Task prompt
Convert the material below into a JSON list of strings, with one string for each line and blank lines omitted. Include all of the material, but leave the pictures out.

Record set
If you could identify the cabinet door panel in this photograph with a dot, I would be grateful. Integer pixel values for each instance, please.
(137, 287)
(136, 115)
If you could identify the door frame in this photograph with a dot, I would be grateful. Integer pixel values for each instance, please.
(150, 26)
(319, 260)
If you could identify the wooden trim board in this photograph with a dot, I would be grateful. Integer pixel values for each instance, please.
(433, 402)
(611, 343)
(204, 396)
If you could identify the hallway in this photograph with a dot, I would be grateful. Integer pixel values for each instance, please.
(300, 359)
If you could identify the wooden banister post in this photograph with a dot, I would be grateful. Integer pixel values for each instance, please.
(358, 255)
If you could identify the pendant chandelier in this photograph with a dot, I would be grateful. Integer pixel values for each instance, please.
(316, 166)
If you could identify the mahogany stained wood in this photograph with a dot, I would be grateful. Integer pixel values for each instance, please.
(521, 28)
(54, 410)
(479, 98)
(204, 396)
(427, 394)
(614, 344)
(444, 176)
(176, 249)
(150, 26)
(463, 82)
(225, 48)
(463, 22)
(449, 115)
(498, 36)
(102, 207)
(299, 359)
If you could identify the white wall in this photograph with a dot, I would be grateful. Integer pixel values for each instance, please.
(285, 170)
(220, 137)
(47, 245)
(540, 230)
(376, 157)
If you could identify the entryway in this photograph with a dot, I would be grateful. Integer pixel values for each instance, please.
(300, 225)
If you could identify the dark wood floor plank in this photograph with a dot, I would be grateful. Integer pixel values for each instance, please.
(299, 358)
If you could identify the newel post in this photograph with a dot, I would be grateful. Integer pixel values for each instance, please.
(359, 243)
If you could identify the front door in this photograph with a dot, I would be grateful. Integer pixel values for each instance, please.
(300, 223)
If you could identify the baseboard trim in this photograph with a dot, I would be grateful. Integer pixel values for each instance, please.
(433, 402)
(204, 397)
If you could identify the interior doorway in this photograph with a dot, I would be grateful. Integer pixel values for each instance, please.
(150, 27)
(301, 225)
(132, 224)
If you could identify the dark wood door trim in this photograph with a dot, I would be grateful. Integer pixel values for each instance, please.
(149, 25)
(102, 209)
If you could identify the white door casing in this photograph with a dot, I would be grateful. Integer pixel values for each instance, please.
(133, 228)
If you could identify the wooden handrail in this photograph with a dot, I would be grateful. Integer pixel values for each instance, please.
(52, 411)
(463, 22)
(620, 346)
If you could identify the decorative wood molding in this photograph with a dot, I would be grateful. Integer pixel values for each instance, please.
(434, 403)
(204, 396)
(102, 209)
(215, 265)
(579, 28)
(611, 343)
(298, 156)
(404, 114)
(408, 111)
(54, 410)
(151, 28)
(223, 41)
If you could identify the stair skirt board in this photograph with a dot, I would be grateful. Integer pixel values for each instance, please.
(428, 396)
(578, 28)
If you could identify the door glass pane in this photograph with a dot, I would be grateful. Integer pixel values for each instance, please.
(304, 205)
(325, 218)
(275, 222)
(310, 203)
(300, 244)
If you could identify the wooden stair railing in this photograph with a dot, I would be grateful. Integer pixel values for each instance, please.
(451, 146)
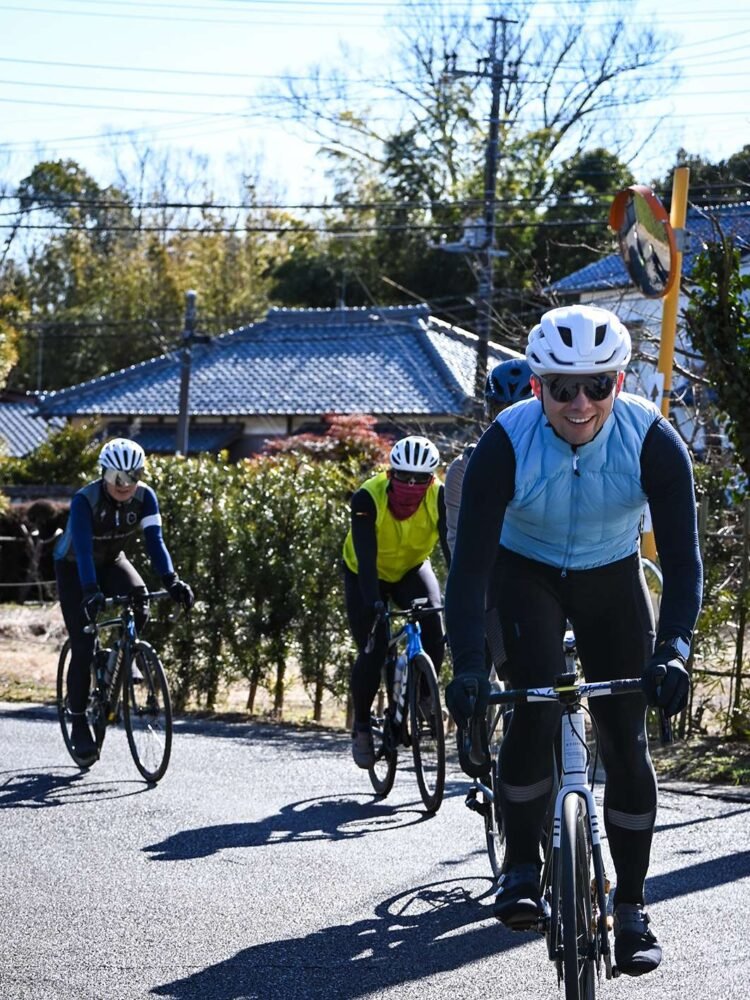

Complete response
[
  "If you could identify the cabinet door panel in this photograph with a dot, I would be grateful. Integer pixel values for each instance, please.",
  "(137, 287)",
  "(136, 115)",
  "If you could identify the door frame in this photograph with a dot, I would be grateful. Integer pixel values for each instance, please.",
  "(150, 26)",
  "(319, 260)",
  "If you could identify the wooden trim board in this photograph with a dot, I would be grateful. Integer pixel values for each instance, please.",
  "(433, 402)",
  "(611, 343)",
  "(204, 396)",
  "If you could identify the hallway in this photograph with a dot, I would be grateful. Integer pixel values for each instance, please.",
  "(300, 359)",
  "If you could identify the wooden banister post in this photograph with a dot, I would be grateful. Integer pixel values for each instance, please.",
  "(358, 255)",
  "If you could identify the pendant chandelier in this photograph with a dot, I would be grateful. Integer pixel values for each instance, please.",
  "(316, 166)",
  "If you could identify the mahogany stained wood in this photograph with a dot, I would be grateful. Integer pixel values for each instance, please.",
  "(521, 28)",
  "(54, 410)",
  "(479, 98)",
  "(204, 396)",
  "(427, 394)",
  "(614, 344)",
  "(444, 176)",
  "(176, 249)",
  "(150, 26)",
  "(463, 82)",
  "(225, 48)",
  "(463, 22)",
  "(449, 115)",
  "(498, 36)",
  "(102, 207)",
  "(299, 359)",
  "If you could identify the white wall in this photograph with a dot, I would be grateful. Integer pixel values for each instance, please.",
  "(285, 170)",
  "(220, 137)",
  "(47, 245)",
  "(540, 230)",
  "(376, 157)",
  "If you could identify the entryway in this photograph with a dot, I would be grateful. Integer pixel values for each instance, please.",
  "(300, 225)",
  "If you could identify the dark wood floor plank in this photograph with a dot, I would be grateful. Integer pixel values for each instance, please.",
  "(299, 358)",
  "If you could identify the newel post in this photograph with a dot, I would be grateful. Integer pixel values for each instance, please.",
  "(359, 243)",
  "If you could identify the front door in this photograph with a dot, I would be grateful. Integer pixel values for each instance, please.",
  "(300, 223)",
  "If you could identify the baseboard trim in this photograph with a dot, I would be grateful. Integer pixel values for each instance, please.",
  "(433, 402)",
  "(204, 397)",
  "If you could identify the interior doorway in this photograph with a dot, I would be grateful. Integer pixel values for each instance, please.",
  "(150, 27)",
  "(301, 225)",
  "(132, 224)",
  "If you could identify the dark wood door trim in this photograph with a dot, I would be grateful. Integer pixel values for each instance, please.",
  "(149, 25)",
  "(102, 209)",
  "If you could identify the white door casing in this photograph with a dot, I would be grateful. Integer pixel values for each instance, please.",
  "(133, 228)",
  "If you could identify the wooden handrail in this photograph with a dot, I would be grateful. Integer pixel values for each instance, please.",
  "(52, 411)",
  "(463, 22)",
  "(620, 346)",
  "If you could identify the decorative wood molding in this photograph with a dot, I would be grateful. Integer pixel values for each instance, please.",
  "(434, 403)",
  "(204, 396)",
  "(102, 209)",
  "(215, 265)",
  "(579, 28)",
  "(611, 343)",
  "(298, 156)",
  "(404, 114)",
  "(408, 111)",
  "(54, 410)",
  "(151, 28)",
  "(223, 41)",
  "If you could identify the stair skirt board in this photograph with a dot, I would be grateful. Integer pixel values for each instance, please.",
  "(428, 396)",
  "(578, 28)",
  "If you could identify the door glass pane in this photograph with a dot, I would be grateful. Integer pixel values for each instance, please.",
  "(304, 205)",
  "(325, 218)",
  "(275, 222)",
  "(310, 203)",
  "(300, 244)",
  "If you could identify the wooden stair railing in this photograph with a dot, I would be grateful. Integer pixel values for each instance, please.",
  "(451, 146)"
]